▶ [What is required]: From the data below, set down exactly the lines between the one holding "Point | tag one point per instance of the person wearing" and the one holding "Point | tag one point per instance of the crosswalk", inclusive, and no others.

Saved entries:
□ □ □ □ □ □ □

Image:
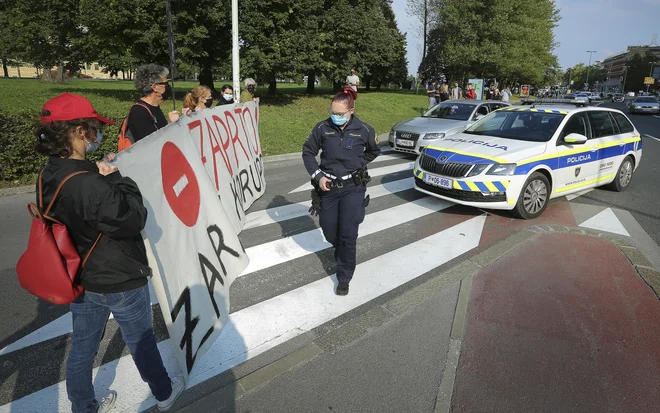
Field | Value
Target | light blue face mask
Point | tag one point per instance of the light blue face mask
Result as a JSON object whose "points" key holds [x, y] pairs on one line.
{"points": [[338, 120], [92, 146]]}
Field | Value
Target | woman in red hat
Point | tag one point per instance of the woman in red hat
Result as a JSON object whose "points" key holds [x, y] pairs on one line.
{"points": [[100, 202]]}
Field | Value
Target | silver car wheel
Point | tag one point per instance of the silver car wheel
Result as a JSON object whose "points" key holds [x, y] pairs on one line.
{"points": [[625, 174], [535, 196]]}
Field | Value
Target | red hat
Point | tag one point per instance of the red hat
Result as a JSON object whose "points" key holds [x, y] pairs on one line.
{"points": [[68, 106]]}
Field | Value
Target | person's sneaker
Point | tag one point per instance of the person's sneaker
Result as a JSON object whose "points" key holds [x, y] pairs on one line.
{"points": [[108, 402], [177, 388]]}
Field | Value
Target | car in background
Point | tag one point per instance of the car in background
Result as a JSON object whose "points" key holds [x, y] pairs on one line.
{"points": [[519, 158], [644, 104], [445, 119], [617, 97], [578, 98]]}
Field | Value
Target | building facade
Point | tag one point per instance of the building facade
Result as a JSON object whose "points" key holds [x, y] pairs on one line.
{"points": [[615, 66]]}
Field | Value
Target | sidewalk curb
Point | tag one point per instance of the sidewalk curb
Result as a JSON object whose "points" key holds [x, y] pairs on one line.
{"points": [[28, 189]]}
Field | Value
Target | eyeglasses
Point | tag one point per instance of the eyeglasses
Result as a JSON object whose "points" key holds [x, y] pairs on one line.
{"points": [[338, 113]]}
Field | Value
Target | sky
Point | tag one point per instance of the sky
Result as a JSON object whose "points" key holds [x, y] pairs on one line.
{"points": [[606, 26]]}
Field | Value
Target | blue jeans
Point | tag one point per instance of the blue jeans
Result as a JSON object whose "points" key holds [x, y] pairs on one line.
{"points": [[132, 310]]}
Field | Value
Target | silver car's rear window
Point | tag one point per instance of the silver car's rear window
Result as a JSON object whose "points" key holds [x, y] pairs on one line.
{"points": [[524, 125], [456, 111]]}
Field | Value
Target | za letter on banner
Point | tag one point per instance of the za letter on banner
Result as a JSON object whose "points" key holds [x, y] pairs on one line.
{"points": [[227, 140], [195, 252]]}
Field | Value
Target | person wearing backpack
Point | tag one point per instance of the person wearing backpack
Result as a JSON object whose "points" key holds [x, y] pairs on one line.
{"points": [[145, 116], [103, 213]]}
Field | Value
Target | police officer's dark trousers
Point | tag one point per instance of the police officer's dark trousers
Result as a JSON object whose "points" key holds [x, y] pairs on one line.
{"points": [[342, 211]]}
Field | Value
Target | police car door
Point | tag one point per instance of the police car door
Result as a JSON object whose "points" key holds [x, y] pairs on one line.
{"points": [[578, 163], [614, 147]]}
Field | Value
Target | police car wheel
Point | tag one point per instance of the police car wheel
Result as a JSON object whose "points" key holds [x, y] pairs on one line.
{"points": [[623, 176], [534, 197]]}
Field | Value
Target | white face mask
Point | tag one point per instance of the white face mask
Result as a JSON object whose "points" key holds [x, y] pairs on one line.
{"points": [[92, 146]]}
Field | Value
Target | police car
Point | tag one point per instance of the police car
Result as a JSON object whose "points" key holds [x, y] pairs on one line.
{"points": [[518, 158]]}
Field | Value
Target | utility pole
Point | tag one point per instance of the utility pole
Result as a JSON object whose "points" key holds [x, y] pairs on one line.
{"points": [[589, 67], [650, 75]]}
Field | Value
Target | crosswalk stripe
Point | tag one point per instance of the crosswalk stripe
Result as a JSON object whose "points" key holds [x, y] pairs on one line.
{"points": [[286, 212], [289, 248], [279, 319], [372, 172]]}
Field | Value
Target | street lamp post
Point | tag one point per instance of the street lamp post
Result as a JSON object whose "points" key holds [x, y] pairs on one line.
{"points": [[650, 75], [589, 67]]}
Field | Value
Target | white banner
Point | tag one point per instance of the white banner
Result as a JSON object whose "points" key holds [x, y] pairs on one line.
{"points": [[197, 176], [227, 139]]}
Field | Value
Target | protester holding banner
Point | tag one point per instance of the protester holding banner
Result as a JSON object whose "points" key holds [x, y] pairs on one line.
{"points": [[347, 144], [199, 98], [227, 97], [145, 116], [103, 212], [247, 95]]}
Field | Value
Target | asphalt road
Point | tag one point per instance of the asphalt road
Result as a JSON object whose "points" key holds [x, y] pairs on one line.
{"points": [[642, 198]]}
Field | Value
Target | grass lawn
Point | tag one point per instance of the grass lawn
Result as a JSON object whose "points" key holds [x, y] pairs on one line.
{"points": [[286, 119]]}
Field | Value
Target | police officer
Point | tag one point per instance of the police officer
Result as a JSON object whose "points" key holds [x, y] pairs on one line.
{"points": [[347, 144]]}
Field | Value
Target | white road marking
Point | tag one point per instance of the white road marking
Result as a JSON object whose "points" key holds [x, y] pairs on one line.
{"points": [[180, 185], [279, 319], [289, 248], [578, 194], [606, 221], [55, 328], [372, 172], [283, 213]]}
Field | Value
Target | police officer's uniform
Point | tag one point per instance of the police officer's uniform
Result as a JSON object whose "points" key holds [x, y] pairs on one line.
{"points": [[344, 156]]}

□ □ □ □ □ □ □

▶ [Answer section]:
Point | tag one point per instance of the person wearing backpack
Result as a JSON object whose "points" key holds [x, y] pairs on one line.
{"points": [[145, 116], [103, 213]]}
Field | Value
Target | police officer's dark trousers
Point | tag one point per instance of the police officer's dark trousers
Result as a JSON object whose "points" key holds [x, y] pairs on one line.
{"points": [[342, 211]]}
Field | Value
Target | police car door
Point | tag one point per instance of the police car door
Result as a JSON object whose "points" key holds [x, y] pairs on one line.
{"points": [[578, 163], [614, 147]]}
Field | Value
Target | police car wheel
Point | tag one point per instance of the police car wheel
Result as a JSON object whose "points" key holds [x, y] pairs on one line.
{"points": [[623, 176], [534, 197]]}
Field | Value
Target | white face mask
Point | tag one point per instance of the white face mask
Result as a JSON object whose "points" key holds [x, y] pairs on one line.
{"points": [[92, 146]]}
Field | Value
Target | police car
Point | tag one point per instance of the police car
Result as a JSON object whose "points" key holds [x, y] pairs on one line.
{"points": [[518, 158]]}
Field | Value
Target | utility pole
Point | tag one point per instance of the utility pole
Result as a JSON object whose "points" key holds [x, y] pairs on one line.
{"points": [[589, 67], [650, 75]]}
Field | Value
Target | crosswalk stripe
Point | tag one point per instance of the crosswalk stripe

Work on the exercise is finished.